→ **WHAT THIS TASK INVOLVES**
Copy every line of the entries below word for word, and leave the pictures out of your copy.

-- DATASET ENTRIES start --

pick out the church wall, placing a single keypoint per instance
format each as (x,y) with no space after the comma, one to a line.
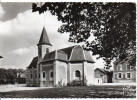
(31,77)
(89,73)
(47,81)
(73,68)
(61,73)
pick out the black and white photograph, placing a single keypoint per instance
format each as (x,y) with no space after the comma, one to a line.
(68,50)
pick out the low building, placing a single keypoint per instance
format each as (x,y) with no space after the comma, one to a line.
(102,75)
(60,67)
(124,72)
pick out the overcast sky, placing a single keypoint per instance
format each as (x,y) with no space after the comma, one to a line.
(20,30)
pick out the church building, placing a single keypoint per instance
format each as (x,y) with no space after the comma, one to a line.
(59,67)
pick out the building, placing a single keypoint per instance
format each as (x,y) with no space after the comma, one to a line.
(59,67)
(102,75)
(124,72)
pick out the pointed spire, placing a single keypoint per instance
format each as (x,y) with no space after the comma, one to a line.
(44,38)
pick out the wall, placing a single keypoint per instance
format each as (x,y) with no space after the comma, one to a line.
(89,72)
(123,71)
(31,81)
(60,73)
(73,68)
(47,82)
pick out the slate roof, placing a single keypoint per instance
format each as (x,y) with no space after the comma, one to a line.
(72,54)
(67,51)
(33,63)
(44,38)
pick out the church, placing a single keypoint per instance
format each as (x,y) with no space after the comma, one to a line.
(60,67)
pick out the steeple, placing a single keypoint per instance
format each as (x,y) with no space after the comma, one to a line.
(44,40)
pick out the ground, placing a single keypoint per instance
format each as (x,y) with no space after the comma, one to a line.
(99,91)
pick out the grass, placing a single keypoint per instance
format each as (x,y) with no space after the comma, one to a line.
(75,92)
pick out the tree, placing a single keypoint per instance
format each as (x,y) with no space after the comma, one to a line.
(112,24)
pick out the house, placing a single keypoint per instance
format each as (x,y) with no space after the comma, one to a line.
(59,67)
(124,72)
(102,75)
(21,78)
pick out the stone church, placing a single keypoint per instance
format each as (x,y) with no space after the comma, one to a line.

-- DATASET ENTRIES end --

→ **RESULT BELOW**
pick out the church wall, placing a single keypoint per instance
format each as (x,y) with no space after the comma, one to a line.
(31,77)
(89,73)
(47,81)
(73,68)
(61,73)
pick out the black and white photograph, placing a single keypoint per instance
format each as (x,y) with no space after the comma, one to a line.
(68,50)
pick out the low building, placing a single keypoint per instance
format each as (x,y) with no space after the comma, one to a line.
(102,75)
(60,67)
(124,72)
pick out the overcast sky, placing a single keypoint per instance
format each as (x,y) with no space after the comma, one to a line.
(20,30)
pick out the church building, placing a single keypoint per instance
format each as (x,y) with no space after the comma, one to a line.
(59,67)
pick out the building, placing a single keypoint per instance
format each as (x,y) with no space after the comma, one to a line.
(59,67)
(102,75)
(124,72)
pick out the pointed spire, placing a single keypoint per instance
format each as (x,y) with no space after the comma, one to a line.
(44,38)
pick out the wall, placing a single keypoint per instance
format each as (x,y) with no space after the comma, one to a line.
(89,72)
(123,71)
(31,81)
(60,73)
(73,68)
(47,82)
pick out the slate roof, placing a single keypoint per instance
format each as (x,y) with no space after the comma, one to a line.
(72,54)
(67,51)
(33,63)
(44,38)
pick out the church, placing a single keypoint per instance
format each as (x,y) with no space after the comma, one to a line.
(60,67)
pick out the steeple, placing a single keypoint per instance
format each as (x,y) with no space after the comma, one to a line.
(44,40)
pick out the ground, placing a single keypoint per instance
format each as (x,y) with no space after the comma, one to a line.
(99,91)
pick out the grass, placing a single keypoint per instance
format each as (x,y) with no space after the comma, one to a line.
(75,92)
pick out the tree, placing a single keypoint per instance
format each as (x,y) with no space after the comma, one to a line.
(112,24)
pick out the house, placing a single keypoint per instance
format each as (x,y) with no space after the comma, one to a line.
(59,67)
(124,72)
(102,75)
(21,78)
pick out the stone church, placing a single keypoint per instance
format each as (x,y) with no space after the comma, one to a line.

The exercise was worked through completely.